**Referring expression pointing data**
########

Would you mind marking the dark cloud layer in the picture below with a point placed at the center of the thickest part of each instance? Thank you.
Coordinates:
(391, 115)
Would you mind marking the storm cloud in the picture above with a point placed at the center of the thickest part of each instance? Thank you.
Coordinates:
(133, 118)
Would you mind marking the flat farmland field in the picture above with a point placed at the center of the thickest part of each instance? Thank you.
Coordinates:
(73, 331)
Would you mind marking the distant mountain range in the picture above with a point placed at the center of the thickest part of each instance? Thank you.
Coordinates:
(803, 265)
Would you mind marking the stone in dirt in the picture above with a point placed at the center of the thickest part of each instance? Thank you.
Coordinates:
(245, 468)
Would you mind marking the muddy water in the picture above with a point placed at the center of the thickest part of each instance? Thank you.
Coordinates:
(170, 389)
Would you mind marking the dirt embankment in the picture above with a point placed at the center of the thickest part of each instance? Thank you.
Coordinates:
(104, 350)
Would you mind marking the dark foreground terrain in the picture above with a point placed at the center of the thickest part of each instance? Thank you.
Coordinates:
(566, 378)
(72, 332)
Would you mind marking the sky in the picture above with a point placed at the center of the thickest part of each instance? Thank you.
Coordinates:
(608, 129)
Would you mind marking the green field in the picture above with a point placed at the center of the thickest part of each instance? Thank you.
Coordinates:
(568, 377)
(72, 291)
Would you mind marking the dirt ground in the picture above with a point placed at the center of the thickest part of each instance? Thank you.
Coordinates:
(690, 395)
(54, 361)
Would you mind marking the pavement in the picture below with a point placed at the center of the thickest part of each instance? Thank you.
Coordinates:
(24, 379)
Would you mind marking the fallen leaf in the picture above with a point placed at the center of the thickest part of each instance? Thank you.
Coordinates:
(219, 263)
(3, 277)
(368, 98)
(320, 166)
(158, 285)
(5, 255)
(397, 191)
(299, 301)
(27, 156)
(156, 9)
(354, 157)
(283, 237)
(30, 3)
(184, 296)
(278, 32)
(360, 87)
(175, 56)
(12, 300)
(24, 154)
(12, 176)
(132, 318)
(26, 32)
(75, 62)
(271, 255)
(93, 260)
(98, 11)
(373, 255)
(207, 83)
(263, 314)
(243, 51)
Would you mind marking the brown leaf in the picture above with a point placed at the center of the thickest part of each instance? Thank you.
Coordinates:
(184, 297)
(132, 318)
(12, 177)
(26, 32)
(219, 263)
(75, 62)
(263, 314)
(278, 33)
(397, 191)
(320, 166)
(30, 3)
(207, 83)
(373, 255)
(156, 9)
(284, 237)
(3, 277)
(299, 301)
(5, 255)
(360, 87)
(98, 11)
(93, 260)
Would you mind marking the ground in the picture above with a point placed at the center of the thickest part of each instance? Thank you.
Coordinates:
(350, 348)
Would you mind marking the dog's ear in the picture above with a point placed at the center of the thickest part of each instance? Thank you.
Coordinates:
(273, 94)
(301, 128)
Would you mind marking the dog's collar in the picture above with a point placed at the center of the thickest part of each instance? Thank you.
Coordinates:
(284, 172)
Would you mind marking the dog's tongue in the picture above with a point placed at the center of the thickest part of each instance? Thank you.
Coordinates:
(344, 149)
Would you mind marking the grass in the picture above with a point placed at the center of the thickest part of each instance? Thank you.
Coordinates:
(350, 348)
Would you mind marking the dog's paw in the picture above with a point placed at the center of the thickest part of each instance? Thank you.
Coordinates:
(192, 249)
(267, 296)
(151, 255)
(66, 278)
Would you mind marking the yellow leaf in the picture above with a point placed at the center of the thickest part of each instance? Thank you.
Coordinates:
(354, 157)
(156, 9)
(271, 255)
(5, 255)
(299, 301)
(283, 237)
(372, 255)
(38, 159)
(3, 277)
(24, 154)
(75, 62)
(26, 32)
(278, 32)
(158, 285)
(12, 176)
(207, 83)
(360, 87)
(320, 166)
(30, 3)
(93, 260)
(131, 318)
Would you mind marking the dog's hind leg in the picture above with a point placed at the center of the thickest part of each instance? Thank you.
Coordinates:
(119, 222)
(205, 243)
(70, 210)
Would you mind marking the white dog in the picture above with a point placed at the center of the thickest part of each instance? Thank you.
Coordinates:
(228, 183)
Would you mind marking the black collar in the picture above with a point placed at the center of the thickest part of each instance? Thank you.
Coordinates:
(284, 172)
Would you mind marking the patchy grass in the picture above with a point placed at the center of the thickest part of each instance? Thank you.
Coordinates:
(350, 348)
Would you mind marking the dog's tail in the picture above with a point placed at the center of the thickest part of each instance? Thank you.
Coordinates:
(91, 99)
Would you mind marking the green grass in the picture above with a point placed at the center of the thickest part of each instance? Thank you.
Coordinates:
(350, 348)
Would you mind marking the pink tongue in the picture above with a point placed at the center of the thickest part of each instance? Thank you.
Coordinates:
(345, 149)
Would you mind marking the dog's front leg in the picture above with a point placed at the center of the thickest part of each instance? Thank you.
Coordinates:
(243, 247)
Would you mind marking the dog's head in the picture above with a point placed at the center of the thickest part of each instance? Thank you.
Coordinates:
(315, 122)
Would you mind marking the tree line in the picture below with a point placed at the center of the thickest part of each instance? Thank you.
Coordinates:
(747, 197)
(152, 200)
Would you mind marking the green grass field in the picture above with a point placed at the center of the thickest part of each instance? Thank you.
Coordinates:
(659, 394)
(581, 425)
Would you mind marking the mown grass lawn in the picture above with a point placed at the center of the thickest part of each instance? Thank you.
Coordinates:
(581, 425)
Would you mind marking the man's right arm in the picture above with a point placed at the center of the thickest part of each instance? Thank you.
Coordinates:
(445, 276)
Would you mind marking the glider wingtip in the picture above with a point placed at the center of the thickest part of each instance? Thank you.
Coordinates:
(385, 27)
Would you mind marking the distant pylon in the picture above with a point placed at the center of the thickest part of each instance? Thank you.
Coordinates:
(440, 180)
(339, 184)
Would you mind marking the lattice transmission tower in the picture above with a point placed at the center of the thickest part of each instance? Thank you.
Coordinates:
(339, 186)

########

**BRIEF**
Please make an exact copy of the entries, down to the last character.

**OUTPUT BELOW**
Would you mind marking the dark cloud layer in the picture below with a point placed at the center of the thickest part of each instance? Thank you.
Coordinates:
(391, 115)
Would you mind marking the storm cloud in the picture above with a point placed at the center of the thickest part of each instance? Thank you.
Coordinates:
(133, 118)
Would you mind marking the flat farmland field in the picture above with a point placed at the center of the thickest part of each instance? Thank you.
Coordinates:
(73, 331)
Would you mind marking the distant mountain range in the picture above with a point placed at the center of the thickest part of each instance? Thank you.
Coordinates:
(803, 265)
Would you mind marking the stone in dirt in the picture above with a point placed at the center of the thickest part of each instance? Thank you.
Coordinates:
(245, 468)
Would you mind marking the muddy water in the picture above with a point placed at the center of the thickest part of each instance? Thank you.
Coordinates:
(170, 389)
Would you mind marking the dirt embankment in the picture above with a point placed at the center of the thickest part of each instance? Thank you.
Coordinates:
(104, 350)
Would you mind marking the dark foreground terrain in the picture above with a point placed at the center of the thickest part of each instance? Thank you.
Coordinates:
(566, 378)
(72, 332)
Would you mind marking the sky in the picture above with a point placed at the center of the thickest part of each instance? Thank you.
Coordinates:
(608, 129)
Would you mind marking the green field in the picture above with a point placed at the center of the thickest part of each instance? Thank you.
Coordinates:
(568, 377)
(72, 291)
Would you mind marking the dirt ground in the picture above with a point placed at the center of the thickest part of each instance? Thank you.
Coordinates:
(690, 395)
(54, 361)
Would you mind marking the pavement in the picture below with a point placed at the center of the thickest part of each instance? Thank you.
Coordinates:
(24, 379)
Would you mind marking the fallen leaf in the picture above with a point placed at the center of the thickest part of each instance? Thank you.
Coordinates:
(219, 263)
(3, 277)
(368, 98)
(320, 166)
(158, 285)
(5, 255)
(397, 191)
(299, 301)
(27, 156)
(156, 9)
(354, 157)
(283, 237)
(30, 3)
(184, 296)
(278, 32)
(360, 87)
(175, 56)
(12, 300)
(24, 154)
(12, 176)
(132, 318)
(26, 32)
(75, 62)
(271, 255)
(93, 260)
(98, 11)
(373, 255)
(207, 83)
(263, 314)
(243, 51)
Would you mind marking the brown leaf in the picture above with a point placed at the center of the thickest part of each instance? Thank you.
Coordinates:
(184, 297)
(132, 318)
(12, 177)
(26, 32)
(219, 263)
(75, 62)
(263, 314)
(278, 33)
(397, 191)
(320, 166)
(30, 3)
(207, 83)
(373, 255)
(156, 9)
(284, 237)
(3, 277)
(299, 301)
(5, 255)
(360, 87)
(98, 11)
(93, 260)
Would you mind marking the ground in the picture above with a point placed at the center of the thickest part of each instance? Thank you.
Coordinates:
(350, 348)
Would you mind marking the dog's ear in the picture above with a point placed at the center of the thickest part of each instance? Thank you.
Coordinates:
(273, 94)
(301, 128)
Would you mind marking the dog's collar in the picture above with a point placed at the center of the thickest part of each instance? Thank you.
Coordinates:
(284, 172)
Would you mind marking the dog's tongue in the picture above with a point placed at the center of the thickest part of each instance? Thank you.
Coordinates:
(344, 149)
Would you mind marking the grass in the picture above with a point placed at the center of the thickest part of each instance? Thank you.
Coordinates:
(350, 348)
Would you mind marking the dog's paw in the picture above with a point placed at the center of the thickest part of each instance? Thank you.
Coordinates:
(192, 249)
(267, 296)
(151, 255)
(66, 278)
Would you mind marking the yellow leaf in the picture above with a point placed at the center of the thickest part of each instance? Thank you.
Coordinates:
(354, 157)
(156, 9)
(271, 255)
(5, 255)
(299, 301)
(283, 237)
(372, 255)
(38, 159)
(3, 277)
(24, 154)
(75, 62)
(26, 32)
(278, 32)
(158, 285)
(12, 176)
(207, 83)
(360, 87)
(320, 166)
(30, 3)
(93, 260)
(131, 318)
Would you mind marking the dog's hind leg in the picture above with a point placed at the center of the thickest part of each instance? Thank you.
Coordinates:
(119, 222)
(205, 243)
(70, 210)
Would you mind marking the white dog in the picture above with a point placed at the center of the thickest part of each instance? Thank you.
Coordinates:
(228, 183)
Would you mind marking the black collar in the picture above with a point placed at the center of the thickest part of each instance? Thank you.
Coordinates:
(284, 172)
Would you mind marking the patchy grass in the picture above with a point placed at the center of the thickest part of each instance? Thank you.
Coordinates:
(350, 348)
Would you mind marking the dog's tail in the picture above with a point placed at the center of the thickest part of each instance? Thank you.
Coordinates:
(91, 99)
Would you mind marking the green grass in the picture above with a point placed at the center of the thickest part of each instance? Thank you.
Coordinates:
(350, 348)
Would you mind marking the pink tongue in the picture above with a point placed at the center of the thickest part of each instance? Thank you.
Coordinates:
(345, 149)
Would you mind marking the dog's front leg in the picture above with a point placed at the center of the thickest part of each instance? Thank you.
Coordinates:
(243, 247)
Would you mind marking the dog's head in the picture above with a point placed at the center of the thickest part of each instance? Thank you.
Coordinates:
(315, 122)
Would you mind marking the tree line in the picture below with a point placed at the center of the thickest part of each instance? Thank you.
Coordinates:
(747, 197)
(152, 200)
Would you mind marking the green grass field in the picture above with a point placed at the center of the thickest part of each instance? Thank you.
Coordinates:
(659, 394)
(581, 425)
Would you mind marking the mown grass lawn in the picture above with a point placed at the center of the thickest part of each instance? Thank you.
Coordinates:
(581, 425)
Would you mind marking the man's right arm in the picture above with a point placed at the center of the thickest part of each instance? Thank you.
Coordinates:
(445, 276)
Would you mind marking the glider wingtip in the picture above with a point placed at the center of the thickest part of each instance? Thank you.
Coordinates:
(385, 27)
Would you mind marking the distant pylon in the picture above with a point placed at the center of the thickest part of each instance? Thank you.
Coordinates:
(440, 180)
(339, 184)
Would you mind marking the lattice transmission tower in the picture above with a point placed at the center of the thickest part of each instance? Thank you.
Coordinates:
(339, 186)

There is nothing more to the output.